==== Extracted records
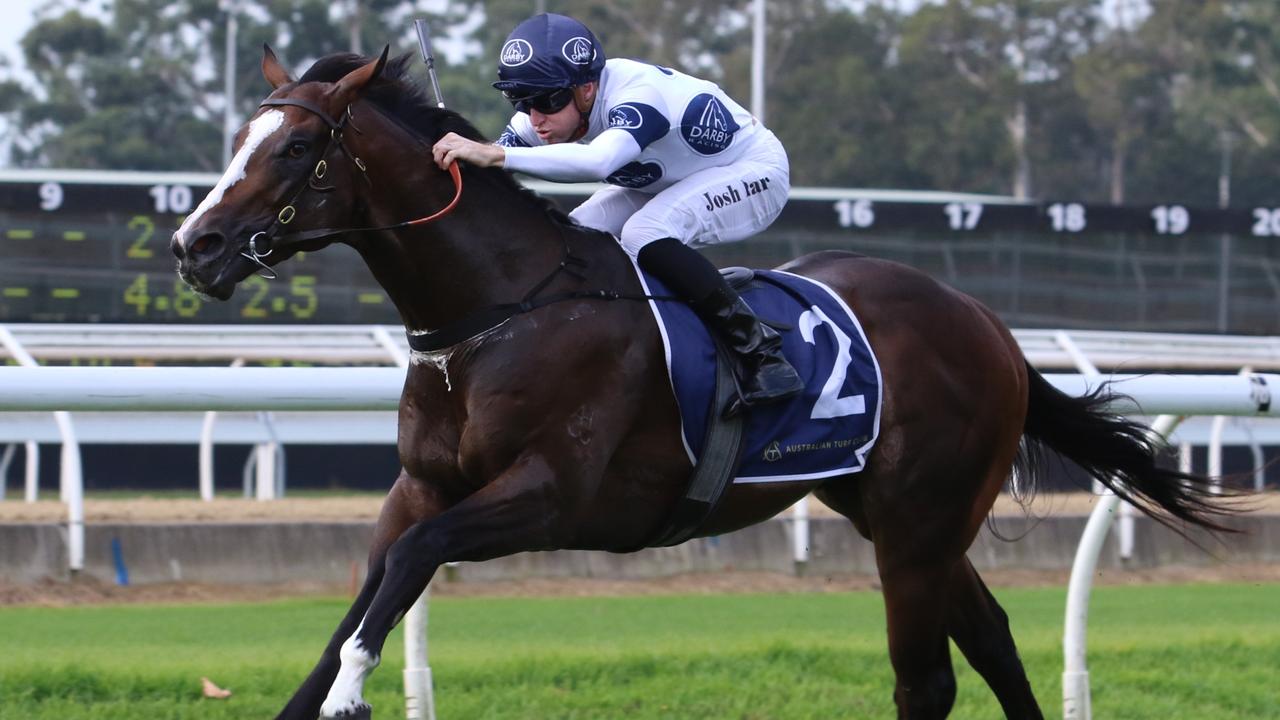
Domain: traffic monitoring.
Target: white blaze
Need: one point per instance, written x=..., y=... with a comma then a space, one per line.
x=263, y=127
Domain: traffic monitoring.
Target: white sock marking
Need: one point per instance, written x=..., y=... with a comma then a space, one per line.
x=346, y=692
x=263, y=127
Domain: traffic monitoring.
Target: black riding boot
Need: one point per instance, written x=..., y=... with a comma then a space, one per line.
x=767, y=376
========
▶ _What to produce_: Repeat the data exactly, excluding the pictures.

▶ _Output for this task_:
Domain: traffic monitoring.
Target: white blaze
Need: one point per instance, written x=..., y=... with a comma then a space, one per line.
x=263, y=127
Domain: traffic monitoring.
Target: white sock marking
Need: one point per instance, written x=..., y=... with a comma then a space, one per line.
x=346, y=692
x=263, y=127
Domain: traffic monitoring.
Target: black riding boot
Need: one point per instance, written x=..., y=... with a comma then a space, one per line.
x=767, y=376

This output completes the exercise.